> _WHAT IS ASKED_
a. According to the Amit Mahto interview, how many Australian businesses sell in Amazon's stores?
b. Repeat the Amit Mahto interview word for word from "Inside Retail: How" to "regardless of scale.".

> _DOCUMENT SEGMENT_
--------------------------------

Amit Mahto serves as the director and country manager for Amazon Marketplace in Australia and Singapore. In this role, he oversees the growth and development of Amazon’s seller communities, focusing on empowering small and medium-sized businesses to thrive on the platform. Amazon Australia has experienced growth since its launch in December 2017, with 20 operational sites around Australia – a network of fulfilment centres and delivery stations – and around 7000 employees across the busines
businesses.
Today, Amazon has over 200 million items across 31 categories and more than 14,000 Australian businesses selling in Amazon’s stores, many of them SMEs that are building and growing their businesses with e-commerce, including over 3000 businesses based in regional Australia selling in Amazon stores globally.
Inside Retail: How would you explain your current leadership style, and do you think your team would use the same words to describe you?
Amit Mahto: My leadership style aligns with what’s often called ‘Founder’s Mode’ – a blend of strong vision, entrepreneurial drive, and deep personal investment in the company mission and our people. This is very much in line with Amazon’s ‘Day One’ philosophy, in which we operate with the agility, urgency, and customer obsession of a start-up, regardless of scale.

--------------------------------

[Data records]
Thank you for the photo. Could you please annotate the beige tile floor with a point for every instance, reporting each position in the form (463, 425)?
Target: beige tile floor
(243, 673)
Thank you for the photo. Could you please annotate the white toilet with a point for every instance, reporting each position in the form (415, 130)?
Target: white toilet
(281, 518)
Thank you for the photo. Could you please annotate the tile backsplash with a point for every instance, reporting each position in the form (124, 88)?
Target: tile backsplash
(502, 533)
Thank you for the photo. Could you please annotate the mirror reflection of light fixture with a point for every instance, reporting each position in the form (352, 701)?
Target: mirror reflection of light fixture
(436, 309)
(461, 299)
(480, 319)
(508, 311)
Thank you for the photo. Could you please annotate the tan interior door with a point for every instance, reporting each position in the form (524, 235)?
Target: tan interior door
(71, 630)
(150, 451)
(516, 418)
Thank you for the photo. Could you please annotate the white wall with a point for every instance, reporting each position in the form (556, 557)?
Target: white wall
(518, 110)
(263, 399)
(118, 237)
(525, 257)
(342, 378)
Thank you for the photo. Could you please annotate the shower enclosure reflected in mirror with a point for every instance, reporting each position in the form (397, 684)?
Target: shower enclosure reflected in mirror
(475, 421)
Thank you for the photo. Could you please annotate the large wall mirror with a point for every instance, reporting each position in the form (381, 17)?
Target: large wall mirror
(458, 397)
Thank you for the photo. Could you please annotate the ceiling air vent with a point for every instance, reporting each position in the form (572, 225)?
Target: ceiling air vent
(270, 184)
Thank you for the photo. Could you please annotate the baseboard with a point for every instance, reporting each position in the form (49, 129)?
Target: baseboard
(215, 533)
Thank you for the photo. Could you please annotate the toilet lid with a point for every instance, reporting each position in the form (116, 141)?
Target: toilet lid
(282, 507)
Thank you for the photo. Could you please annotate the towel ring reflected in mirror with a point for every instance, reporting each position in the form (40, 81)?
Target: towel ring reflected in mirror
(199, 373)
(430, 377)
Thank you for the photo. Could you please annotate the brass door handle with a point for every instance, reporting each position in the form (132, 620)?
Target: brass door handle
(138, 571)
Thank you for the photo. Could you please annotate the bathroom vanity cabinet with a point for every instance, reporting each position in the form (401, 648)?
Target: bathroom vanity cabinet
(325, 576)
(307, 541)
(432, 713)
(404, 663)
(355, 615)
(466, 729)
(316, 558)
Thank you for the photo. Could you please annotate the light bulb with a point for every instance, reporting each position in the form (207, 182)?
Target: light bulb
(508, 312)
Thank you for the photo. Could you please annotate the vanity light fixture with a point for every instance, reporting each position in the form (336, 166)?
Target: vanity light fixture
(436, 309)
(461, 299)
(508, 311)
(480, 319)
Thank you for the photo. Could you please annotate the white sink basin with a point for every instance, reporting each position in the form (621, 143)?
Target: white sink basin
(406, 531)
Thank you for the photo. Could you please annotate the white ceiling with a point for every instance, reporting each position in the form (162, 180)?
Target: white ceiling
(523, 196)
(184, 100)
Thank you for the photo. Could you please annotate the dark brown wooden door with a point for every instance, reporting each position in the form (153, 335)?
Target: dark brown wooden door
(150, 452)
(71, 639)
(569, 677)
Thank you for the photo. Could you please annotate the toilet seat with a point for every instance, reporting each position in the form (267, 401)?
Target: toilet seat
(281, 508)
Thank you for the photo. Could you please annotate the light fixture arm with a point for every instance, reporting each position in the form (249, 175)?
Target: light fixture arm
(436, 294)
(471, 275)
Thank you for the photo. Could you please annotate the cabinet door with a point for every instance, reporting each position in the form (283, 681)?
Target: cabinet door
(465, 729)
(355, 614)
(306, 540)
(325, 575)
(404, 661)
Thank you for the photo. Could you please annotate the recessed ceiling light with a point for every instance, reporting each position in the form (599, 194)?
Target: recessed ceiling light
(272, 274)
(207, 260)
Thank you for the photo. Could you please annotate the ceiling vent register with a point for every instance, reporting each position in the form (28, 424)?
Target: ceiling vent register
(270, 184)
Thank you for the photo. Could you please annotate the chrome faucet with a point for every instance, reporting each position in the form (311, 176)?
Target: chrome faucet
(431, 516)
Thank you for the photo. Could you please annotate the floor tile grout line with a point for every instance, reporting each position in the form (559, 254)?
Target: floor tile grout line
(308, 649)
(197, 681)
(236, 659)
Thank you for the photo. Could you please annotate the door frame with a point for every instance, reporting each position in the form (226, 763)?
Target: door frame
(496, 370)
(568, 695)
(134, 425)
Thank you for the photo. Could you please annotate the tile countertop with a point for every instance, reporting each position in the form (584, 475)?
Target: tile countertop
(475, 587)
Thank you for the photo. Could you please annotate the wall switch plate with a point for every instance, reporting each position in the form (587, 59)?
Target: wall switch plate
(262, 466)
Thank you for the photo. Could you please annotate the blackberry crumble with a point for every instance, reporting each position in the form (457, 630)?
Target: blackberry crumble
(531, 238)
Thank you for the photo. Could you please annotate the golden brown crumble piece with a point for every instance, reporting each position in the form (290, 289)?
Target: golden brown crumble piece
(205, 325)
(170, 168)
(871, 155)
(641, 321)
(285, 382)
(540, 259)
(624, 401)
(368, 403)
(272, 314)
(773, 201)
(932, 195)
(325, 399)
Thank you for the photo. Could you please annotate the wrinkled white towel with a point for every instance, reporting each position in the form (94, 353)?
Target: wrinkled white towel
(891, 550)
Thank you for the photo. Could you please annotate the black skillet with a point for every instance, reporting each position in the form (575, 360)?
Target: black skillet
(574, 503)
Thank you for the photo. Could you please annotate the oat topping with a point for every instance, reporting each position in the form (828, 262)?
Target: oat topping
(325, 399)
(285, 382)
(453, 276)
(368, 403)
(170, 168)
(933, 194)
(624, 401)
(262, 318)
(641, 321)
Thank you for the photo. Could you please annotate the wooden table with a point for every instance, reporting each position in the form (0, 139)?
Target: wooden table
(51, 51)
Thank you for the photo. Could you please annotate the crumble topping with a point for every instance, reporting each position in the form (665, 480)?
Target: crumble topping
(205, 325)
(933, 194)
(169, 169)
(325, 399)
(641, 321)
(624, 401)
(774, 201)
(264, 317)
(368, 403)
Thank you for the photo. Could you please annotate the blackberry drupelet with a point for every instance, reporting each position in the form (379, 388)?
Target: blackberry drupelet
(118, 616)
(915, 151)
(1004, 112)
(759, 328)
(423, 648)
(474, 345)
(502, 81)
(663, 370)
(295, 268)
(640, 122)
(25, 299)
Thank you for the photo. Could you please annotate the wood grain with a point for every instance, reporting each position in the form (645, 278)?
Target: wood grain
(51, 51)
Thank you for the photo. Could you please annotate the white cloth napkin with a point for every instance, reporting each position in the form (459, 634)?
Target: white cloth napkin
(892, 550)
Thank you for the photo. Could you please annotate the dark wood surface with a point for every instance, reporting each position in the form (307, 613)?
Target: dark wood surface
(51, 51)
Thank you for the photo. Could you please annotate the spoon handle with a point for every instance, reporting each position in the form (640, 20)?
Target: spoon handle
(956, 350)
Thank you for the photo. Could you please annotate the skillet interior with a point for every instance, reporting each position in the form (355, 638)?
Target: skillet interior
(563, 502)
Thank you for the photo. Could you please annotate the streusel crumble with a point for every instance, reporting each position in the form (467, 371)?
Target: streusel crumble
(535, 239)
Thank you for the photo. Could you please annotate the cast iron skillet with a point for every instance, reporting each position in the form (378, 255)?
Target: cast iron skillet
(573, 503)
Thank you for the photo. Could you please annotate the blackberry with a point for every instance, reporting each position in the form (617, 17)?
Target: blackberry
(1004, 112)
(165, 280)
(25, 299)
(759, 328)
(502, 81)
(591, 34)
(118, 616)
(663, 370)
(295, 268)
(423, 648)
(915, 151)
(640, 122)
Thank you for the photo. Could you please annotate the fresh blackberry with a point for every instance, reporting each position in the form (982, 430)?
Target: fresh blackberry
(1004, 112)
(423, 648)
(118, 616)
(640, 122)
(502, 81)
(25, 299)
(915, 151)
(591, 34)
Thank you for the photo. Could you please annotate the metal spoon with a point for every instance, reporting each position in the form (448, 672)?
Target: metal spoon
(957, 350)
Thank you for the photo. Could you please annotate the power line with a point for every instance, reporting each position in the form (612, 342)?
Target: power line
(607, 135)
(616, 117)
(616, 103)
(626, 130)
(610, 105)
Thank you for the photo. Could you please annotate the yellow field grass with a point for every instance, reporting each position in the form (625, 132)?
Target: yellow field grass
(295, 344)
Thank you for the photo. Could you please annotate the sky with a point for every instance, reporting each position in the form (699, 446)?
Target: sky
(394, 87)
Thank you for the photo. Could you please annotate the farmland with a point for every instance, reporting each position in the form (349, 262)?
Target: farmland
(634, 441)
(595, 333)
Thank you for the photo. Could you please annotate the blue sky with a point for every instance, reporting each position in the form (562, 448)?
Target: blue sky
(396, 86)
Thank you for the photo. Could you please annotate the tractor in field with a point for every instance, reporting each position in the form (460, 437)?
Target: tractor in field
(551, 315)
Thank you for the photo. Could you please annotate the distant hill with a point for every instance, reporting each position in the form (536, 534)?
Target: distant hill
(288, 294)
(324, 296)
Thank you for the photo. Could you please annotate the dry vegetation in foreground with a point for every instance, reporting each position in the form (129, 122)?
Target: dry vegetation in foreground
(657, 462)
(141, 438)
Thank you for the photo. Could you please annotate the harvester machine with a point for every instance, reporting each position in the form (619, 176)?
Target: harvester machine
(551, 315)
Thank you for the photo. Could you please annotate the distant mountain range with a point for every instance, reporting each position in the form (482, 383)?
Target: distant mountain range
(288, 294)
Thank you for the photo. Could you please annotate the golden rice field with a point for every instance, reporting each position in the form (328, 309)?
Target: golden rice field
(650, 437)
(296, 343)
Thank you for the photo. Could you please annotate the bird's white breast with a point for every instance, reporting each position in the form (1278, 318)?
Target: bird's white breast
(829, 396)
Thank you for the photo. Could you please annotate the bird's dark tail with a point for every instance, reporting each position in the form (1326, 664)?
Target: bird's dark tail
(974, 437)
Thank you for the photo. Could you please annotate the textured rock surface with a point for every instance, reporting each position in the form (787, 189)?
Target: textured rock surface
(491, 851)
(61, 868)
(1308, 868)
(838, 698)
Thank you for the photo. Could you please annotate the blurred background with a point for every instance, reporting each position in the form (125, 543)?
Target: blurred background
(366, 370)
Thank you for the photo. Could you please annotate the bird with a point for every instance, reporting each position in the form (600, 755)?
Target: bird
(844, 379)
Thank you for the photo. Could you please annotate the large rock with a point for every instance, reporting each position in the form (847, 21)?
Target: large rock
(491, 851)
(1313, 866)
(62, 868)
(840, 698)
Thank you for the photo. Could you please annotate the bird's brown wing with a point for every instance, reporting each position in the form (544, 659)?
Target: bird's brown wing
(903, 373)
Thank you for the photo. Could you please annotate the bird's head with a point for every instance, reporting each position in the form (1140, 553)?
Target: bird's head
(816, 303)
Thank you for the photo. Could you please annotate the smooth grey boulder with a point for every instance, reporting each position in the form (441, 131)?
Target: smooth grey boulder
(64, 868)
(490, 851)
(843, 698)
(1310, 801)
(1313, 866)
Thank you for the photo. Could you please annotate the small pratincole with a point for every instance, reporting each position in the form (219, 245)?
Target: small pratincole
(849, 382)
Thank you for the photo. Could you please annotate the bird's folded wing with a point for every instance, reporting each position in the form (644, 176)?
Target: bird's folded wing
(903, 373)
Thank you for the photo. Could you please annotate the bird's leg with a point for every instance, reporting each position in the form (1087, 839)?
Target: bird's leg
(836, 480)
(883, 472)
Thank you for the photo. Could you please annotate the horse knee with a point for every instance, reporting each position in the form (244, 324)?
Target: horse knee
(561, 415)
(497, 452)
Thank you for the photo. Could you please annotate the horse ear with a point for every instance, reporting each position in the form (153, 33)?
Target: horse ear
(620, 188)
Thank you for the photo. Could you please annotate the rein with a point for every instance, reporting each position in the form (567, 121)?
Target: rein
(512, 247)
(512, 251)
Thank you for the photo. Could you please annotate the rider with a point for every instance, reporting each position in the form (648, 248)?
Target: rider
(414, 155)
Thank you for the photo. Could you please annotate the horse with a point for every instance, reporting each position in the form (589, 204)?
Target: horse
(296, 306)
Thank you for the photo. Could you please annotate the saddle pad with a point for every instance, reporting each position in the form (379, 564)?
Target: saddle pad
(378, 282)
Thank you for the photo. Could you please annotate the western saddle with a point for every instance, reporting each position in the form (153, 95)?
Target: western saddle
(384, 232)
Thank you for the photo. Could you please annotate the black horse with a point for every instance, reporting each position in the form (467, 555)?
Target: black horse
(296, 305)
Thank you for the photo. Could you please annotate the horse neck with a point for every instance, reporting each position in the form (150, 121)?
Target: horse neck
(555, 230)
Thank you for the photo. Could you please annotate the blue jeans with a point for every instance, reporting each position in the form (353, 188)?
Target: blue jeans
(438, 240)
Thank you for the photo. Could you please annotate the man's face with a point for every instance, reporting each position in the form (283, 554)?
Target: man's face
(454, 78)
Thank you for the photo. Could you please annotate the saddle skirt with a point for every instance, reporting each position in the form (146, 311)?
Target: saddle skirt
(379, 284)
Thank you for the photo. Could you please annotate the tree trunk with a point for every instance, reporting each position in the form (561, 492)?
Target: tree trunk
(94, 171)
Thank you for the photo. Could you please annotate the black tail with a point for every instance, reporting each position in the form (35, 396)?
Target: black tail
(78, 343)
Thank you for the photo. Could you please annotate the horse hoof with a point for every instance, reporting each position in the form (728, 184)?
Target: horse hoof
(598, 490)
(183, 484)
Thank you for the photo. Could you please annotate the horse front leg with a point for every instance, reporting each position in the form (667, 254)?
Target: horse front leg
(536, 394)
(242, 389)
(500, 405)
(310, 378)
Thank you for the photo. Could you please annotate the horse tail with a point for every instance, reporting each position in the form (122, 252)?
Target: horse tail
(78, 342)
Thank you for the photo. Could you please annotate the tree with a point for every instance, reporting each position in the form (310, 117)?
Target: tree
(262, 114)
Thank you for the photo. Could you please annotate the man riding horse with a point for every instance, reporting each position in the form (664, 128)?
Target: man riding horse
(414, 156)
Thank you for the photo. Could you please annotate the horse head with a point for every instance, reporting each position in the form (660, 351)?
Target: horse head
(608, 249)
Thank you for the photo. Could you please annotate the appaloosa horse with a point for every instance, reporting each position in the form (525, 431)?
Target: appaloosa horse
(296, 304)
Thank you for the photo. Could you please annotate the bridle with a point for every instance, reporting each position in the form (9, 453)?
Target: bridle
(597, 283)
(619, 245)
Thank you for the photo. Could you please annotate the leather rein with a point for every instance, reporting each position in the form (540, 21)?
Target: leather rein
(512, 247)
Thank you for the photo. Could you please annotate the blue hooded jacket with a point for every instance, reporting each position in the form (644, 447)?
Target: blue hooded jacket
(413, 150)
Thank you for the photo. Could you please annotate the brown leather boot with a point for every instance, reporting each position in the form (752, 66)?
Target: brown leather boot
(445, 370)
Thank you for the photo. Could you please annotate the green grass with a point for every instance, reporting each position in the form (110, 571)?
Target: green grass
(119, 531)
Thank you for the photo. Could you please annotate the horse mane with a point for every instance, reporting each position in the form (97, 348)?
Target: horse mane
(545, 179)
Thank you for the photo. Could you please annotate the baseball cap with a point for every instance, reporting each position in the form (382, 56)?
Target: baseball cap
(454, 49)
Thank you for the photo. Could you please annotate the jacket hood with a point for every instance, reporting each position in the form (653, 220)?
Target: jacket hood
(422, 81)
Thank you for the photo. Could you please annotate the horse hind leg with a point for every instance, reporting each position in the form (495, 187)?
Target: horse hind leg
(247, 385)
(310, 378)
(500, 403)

--------------------------------

> _SOLUTIONS TO EACH TASK_
a. More than 14,000 Australian businesses sell in Amazon's stores.

b.
Inside Retail: How would you explain your current leadership style, and do you think your team would use the same words to describe you?
Amit Mahto: My leadership style aligns with what’s often called ‘Founder’s Mode’ – a blend of strong vision, entrepreneurial drive, and deep personal investment in the company mission and our people. This is very much in line with Amazon’s ‘Day One’ philosophy, in which we operate with the agility, urgency, and customer obsession of a start-up, regardless of scale.